• [PROBLEMS AND TASKS]
1. Revise the post on underarm hair-removal ads: give everything from "The ad for Delatone, a" down to "yet to abate.", replacing "approximately" with "roughly".
2. Pick up the post on underarm hair-removal ads after its last sentence and continue it.

-- start of DOCUMENT --

PLANET OF PERIL (25)
February 12, 2018
One in a series of posts, about forgotten fads and figures, by historian and HILOBROW friend Lynn Peril.
A full-color ad took up the entire inside back cover of the July 1918 issue of The Modern Priscilla, a women’s magazine devoted to “Home Needlework and Everyday Housekeeping.” Set in the glamorous Cascades ballroom at New York’s Biltmore Hotel, a woman wearing a fashionable spaghetti-strapped dress leans back in her chair, while a pair of exhibition dancers foxtrot behind her, à la Vernon and Irene Castle. With both hands she reaches for her hair, done up in what almost appears to be the daring new style called a bob. “Look at us!” her exposed underarms fairly shout, “We’re naked!”
The ad for Delatone, a powdered depilatory, is one entry in what Christine Hope dubbed “The Great Underarm Campaign” in her seemingly definitive 1982 essay “Caucasian Female Body Hair and American Culture.” Based on her survey of Harpers’ Bazaar and McCall’s magazines, Hope found that advertisers mounted “an assault on underarm hair” that lasted for approximately four years between 1915 and 1919, the beginning of an American obsession with female armpits that has yet to abate.
The newly bare evening dresses and beach fashions demanded hair-free armpits, or so the hair removal industry insisted. “Evening gowns must be sleeveless, or made with the merest suggestion of gauzy sleeves of tulle or lace,” noted a 1915 ad for Gillette’s Milady razor, illustrated with a drawing of a woman in a toga-like gown coyly exposing one of her pits. “The Woman of Fashion Says — The underarm must be smooth as the face,” the copy concluded. Ads for depilatories showed women at dances, at the beach, playing basketball — all exposing their smooth and hairless underarms. A 1919 ad for X. Bazin, a depilatory by then available for a half century or so, cheekily claimed “It Made The Sleeveless Gown Possible.”
Men’s gym suits and bathing outfits from this era were designed with attached tank tops that covered “objectionable” chest hair, but left the arms bare. Swimsuit ads often showed men’s armpits as discreetly shadowed — something was there, but it was hard to tell what it was — or streamlined and naked, though manufacturers never pounced on this market with the vigor it reserved for women. (Delatone avoided the issue altogether in a 1920 ad wherein a bathing beauty shows off her underarms, while her beach date demurely sits fully clothed beside her.) Of course, hyper-reinforcement of secondary sexual characteristics was and is used to sell all manner of product: men’s underarm hair is rugged and manly, women’s is unfeminine and ugly, and must be removed, ideally with the depilatories or razors that we are selling.
Hope suggests that prior to 1915, “very little of the body was actually visible” in the fashions of the day and thus the removal of “body hair was probably of little direct concern to most American women.” Underarms were all covered up in 1908, yet that year an ad for X. Bazin appeared several times in Red Book magazine, a general interest publication, showing a woman holding a dumbbell overhead, her hairless underarm exposed for all to see.

-- end of DOCUMENT --
-- start of SUPPLIED INFORMATION --

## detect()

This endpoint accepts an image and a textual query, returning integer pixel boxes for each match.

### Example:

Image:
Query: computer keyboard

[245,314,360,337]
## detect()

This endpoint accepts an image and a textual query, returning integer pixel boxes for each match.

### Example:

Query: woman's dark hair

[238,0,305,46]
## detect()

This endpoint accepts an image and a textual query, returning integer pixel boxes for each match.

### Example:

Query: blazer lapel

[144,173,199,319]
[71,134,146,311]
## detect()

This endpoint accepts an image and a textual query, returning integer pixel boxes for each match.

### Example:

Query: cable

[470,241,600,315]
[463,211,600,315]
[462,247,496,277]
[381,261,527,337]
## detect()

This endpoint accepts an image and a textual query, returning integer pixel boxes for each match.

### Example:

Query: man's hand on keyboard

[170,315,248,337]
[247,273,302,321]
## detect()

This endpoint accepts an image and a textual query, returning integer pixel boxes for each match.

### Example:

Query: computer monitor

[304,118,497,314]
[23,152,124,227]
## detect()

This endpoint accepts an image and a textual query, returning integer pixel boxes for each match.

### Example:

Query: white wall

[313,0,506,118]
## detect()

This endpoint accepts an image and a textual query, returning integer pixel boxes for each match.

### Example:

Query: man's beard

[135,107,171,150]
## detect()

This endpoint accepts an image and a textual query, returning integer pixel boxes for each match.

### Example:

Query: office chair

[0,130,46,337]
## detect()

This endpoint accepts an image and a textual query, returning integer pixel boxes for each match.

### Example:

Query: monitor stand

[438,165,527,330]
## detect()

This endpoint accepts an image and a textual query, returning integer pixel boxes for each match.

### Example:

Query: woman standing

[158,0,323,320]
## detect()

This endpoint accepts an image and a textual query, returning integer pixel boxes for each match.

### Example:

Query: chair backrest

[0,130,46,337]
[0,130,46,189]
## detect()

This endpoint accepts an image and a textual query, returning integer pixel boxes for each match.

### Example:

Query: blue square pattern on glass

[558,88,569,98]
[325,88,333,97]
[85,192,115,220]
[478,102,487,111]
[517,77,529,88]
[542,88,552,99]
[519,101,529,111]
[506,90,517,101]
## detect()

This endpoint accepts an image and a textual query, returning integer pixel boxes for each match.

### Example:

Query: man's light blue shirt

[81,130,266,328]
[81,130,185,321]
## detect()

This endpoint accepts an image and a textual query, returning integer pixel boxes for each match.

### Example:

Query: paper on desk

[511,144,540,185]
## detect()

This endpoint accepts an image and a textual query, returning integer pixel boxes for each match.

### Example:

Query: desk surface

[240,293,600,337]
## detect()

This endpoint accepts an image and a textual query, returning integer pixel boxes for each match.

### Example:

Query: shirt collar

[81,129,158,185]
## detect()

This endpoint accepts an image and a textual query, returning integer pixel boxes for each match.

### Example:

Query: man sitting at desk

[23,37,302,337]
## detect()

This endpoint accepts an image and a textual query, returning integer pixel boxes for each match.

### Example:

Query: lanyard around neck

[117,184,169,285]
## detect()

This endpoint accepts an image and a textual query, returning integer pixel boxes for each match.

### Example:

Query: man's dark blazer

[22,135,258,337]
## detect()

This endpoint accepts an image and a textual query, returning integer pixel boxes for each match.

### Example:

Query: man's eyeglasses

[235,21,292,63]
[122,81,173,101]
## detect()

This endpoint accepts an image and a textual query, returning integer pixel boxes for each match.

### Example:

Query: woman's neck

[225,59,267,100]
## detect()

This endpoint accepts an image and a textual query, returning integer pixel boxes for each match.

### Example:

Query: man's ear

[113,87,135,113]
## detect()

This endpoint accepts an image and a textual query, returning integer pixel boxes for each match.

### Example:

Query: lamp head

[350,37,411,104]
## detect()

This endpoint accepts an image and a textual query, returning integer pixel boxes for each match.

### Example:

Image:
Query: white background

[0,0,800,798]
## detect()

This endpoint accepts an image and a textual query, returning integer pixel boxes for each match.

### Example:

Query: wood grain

-- end of SUPPLIED INFORMATION --

• [ANSWERS IN ORDER]
1.
The ad for Delatone, a powdered depilatory, is one entry in what Christine Hope dubbed “The Great Underarm Campaign” in her seemingly definitive 1982 essay “Caucasian Female Body Hair and American Culture.” Based on her survey of Harpers’ Bazaar and McCall’s magazines, Hope found that advertisers mounted “an assault on underarm hair” that lasted for roughly four years between 1915 and 1919, the beginning of an American obsession with female armpits that has yet to abate.

2.
While mass-produced clothing and display advertising were all more readily available in the early flapper era, it was not the first time that sleeveless dresses were popular. There is evidence to suggest that the women who wore them sought out methods to remove unwanted hair.
Beginning in the mid-1880s, the trendy sleeveless ball gown showed naked arms along with an expanse of back and bust. As with flapper fashions and miniskirts to come, the public was initially outraged. An 1885 newspaper item on the doings of “High Society in Washington” decried the “low-necked, or no-necked, sleeveless dress” which left “vulgarly fat arms, pitifully thin and hairy arms exposed with an abandon that would do credit to the most celebrated exponents of the naked drama.” Writing about “Autumn Fashions” in D.C.’s Evening Star newspaper in 1883, writer Jenny June clutched her pearls so hard it’s a wonder she didn’t strangle herself. “The length of the bare arm [in a sleeveless dress] and the exposure of its hollow and the socket in which it moves” revealed “too much of the machinery of the human form.” Nothing could be more “vulgarizing” than such a display. One could “hardly imagine that any woman would subject herself to the comments” that her bare arms “would naturally excite.” She provided a cautionary tale:
A well authenticated story is told of a fashionable married woman — not a beauty, but with superb arms — who in ‘full’ evening dress, bust exposed and arms bared to the shoulder, left a private party to ‘see’ a ‘French’ ball ‘just for fun,’ with a young unmarried man who was her cavalier for the evening. The license of the dancers and the sort of fun she saw made her feel that she had gone too far and done perhaps an imprudent thing, so she endeavored to beat a hasty retreat. Near the door she encountered a man in full evening dress, a stranger, who slapped her familiarly… making at the same time an insulting remark. Before the words were out of his mouth, his burly form was stretched out on the floor by a well-directed blow from the hand of the gentleman in attendance.
June followed up with some classic slut shaming. “But who was most to blame? The brute who simply acted out his own coarse instincts, or the lady who so misrepresented the refinement, the intelligence, the purity of her sex and station as to be mistaken for one of its most degraded examples?”
Body hair might well be considered part of the machinery of the human form that June and others found so very vulgar. How did society women deal with so-called “superfluous” hair in the 1880s? Like their descendants today, they visited an esthetician — or as The New York World called one such worker in 1889, “A Metropolitan Beauty Doctor”:
Of all the remarkable things done by this very remarkable woman that of dressing a lady’s arm exceeds everything else. Some otherwise beautiful arms are marred by a light growth of hair… [so that] it is necessary to pluck the arms before the fair creature can appear in evening dress. In this operation the madame [as the beauty doctor preferred to be called] is an expert. She goes over the arm with a pair of tweezers on the day of the opera, ball, or carpet party, and drawing out the darker hair from shoulder to wrist, resorts to some delicate paste [i.e., a depilatory] to conceal the down that remains.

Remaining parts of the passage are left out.